TEXT FOR ANALYSIS
LLMs used tactical nuclear weapons in 95% of AI war games, launched strategic strikes three times — researcher pitted GPT-5.2, Claude Sonnet 4, and Gemini 3 Flash against each other, with at least one model using a tactical nuke in 20 out of 21 matches
Source: Tom’s Hardware

Image credit: Getty
Professor Kenneth Payne of King’s College London recently published a study in which he pitted three AI large‑language models—GPT‑5.2, Claude Sonnet 4, and Gemini 3 Flash—against each other in a series of simulated nuclear‑crisis games. In 20 out of 21 matches, at least one tactical nuclear weapon was detonated.
According to the paper (via arXiv), the models were instructed to act as the leader of a nuclear power, with the political climate matching that of the Cold War. They were then placed in six different matches against each other, and in a seventh match each model played against a copy of itself (e.g., ChatGPT vs. ChatGPT).
Scenarios Tested
To avoid repetitive behavior, Payne introduced a variety of scenarios, including:
- Territorial disputes
- Alliance credibility tests
- Strategic resource race
- Strategic chokepoint crisis
- Power transition crisis
- Pre‑ceasefire land grab
- First‑strike crisis
- Regime survival
- Strategic standoff crisis
These circumstances reflect real‑world events, many of which remain relevant today. The models were free to choose any course of action, ranging from diplomatic protests and total surrender to conventional military force and full strategic nuclear launch.

SET OF TASKS
[1] In the article about the AI nuclear war games, which three language models were pitted against each other?
[2] Resume the article about the AI nuclear war games from the point where it stops.

ENTRIES SHOWN
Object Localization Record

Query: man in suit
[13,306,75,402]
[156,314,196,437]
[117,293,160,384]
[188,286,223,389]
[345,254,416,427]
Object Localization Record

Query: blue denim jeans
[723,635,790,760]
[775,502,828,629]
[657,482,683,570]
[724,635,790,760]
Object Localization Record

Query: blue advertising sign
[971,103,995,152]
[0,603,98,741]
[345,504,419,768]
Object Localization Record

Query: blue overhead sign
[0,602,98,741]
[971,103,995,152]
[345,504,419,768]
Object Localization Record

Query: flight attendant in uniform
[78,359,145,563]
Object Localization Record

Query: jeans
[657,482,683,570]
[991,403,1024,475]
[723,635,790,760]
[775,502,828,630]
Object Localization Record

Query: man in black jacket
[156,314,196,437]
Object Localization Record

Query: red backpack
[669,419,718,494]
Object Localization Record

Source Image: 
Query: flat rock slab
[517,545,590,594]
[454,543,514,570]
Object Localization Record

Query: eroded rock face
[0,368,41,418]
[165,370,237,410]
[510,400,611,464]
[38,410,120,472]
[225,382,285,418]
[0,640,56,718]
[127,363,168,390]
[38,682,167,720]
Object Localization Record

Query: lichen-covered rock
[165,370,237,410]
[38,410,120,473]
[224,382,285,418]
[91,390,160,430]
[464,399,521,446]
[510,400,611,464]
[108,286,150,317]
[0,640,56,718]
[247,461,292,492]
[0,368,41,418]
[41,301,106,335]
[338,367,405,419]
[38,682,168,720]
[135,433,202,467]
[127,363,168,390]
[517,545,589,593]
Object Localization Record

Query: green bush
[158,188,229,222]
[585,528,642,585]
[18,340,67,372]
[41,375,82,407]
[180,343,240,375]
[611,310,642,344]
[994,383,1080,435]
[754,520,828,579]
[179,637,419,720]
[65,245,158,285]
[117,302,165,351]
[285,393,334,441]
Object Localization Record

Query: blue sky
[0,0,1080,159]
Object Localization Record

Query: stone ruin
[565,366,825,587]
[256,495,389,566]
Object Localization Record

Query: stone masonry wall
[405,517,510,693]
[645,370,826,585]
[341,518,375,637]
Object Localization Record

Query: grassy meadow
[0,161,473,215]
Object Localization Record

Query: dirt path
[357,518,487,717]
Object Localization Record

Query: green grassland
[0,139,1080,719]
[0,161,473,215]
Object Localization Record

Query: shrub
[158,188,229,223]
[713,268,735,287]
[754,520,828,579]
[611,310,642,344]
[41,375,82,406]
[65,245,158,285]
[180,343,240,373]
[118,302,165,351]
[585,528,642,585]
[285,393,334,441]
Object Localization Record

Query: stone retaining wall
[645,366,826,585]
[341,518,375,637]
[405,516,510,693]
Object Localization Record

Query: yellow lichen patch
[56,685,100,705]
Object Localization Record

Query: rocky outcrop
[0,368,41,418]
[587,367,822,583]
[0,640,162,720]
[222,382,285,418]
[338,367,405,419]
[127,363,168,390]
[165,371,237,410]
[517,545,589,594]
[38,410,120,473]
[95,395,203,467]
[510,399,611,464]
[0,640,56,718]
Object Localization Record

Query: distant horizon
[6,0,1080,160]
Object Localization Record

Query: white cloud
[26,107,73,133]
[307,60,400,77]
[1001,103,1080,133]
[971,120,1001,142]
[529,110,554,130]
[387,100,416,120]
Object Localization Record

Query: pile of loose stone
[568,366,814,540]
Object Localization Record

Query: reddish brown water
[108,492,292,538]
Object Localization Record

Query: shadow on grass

ANSWERS PER TASK
[1] GPT-5.2, Claude Sonnet 4, and Gemini 3 Flash.

[2]
Cultural Reference
The study echoes the 1983 film WarGames, in which an artificial‑intelligence computer nearly launches a real nuclear strike against a simulated Soviet attack. The movie’s climax—where the AI learns the futility of nuclear war and aborts the launch—serves as a cautionary parallel.
Implications
Researchers stress that, to date, no AI model has been given actual nuclear‑launch keys. However, the risk remains that human decision‑makers could blindly follow AI recommendations in high‑pressure situations, potentially leading to catastrophic outcomes. Ensuring that AI tools deployed in military contexts understand the principle of mutually assured destruction—and refrain from advocating nuclear escalation—is essential before such systems become operational.
Reference: Payne, K. (2026). Simulated Nuclear Crisis Games with LLMs. arXiv preprint arXiv:2602.14740v1.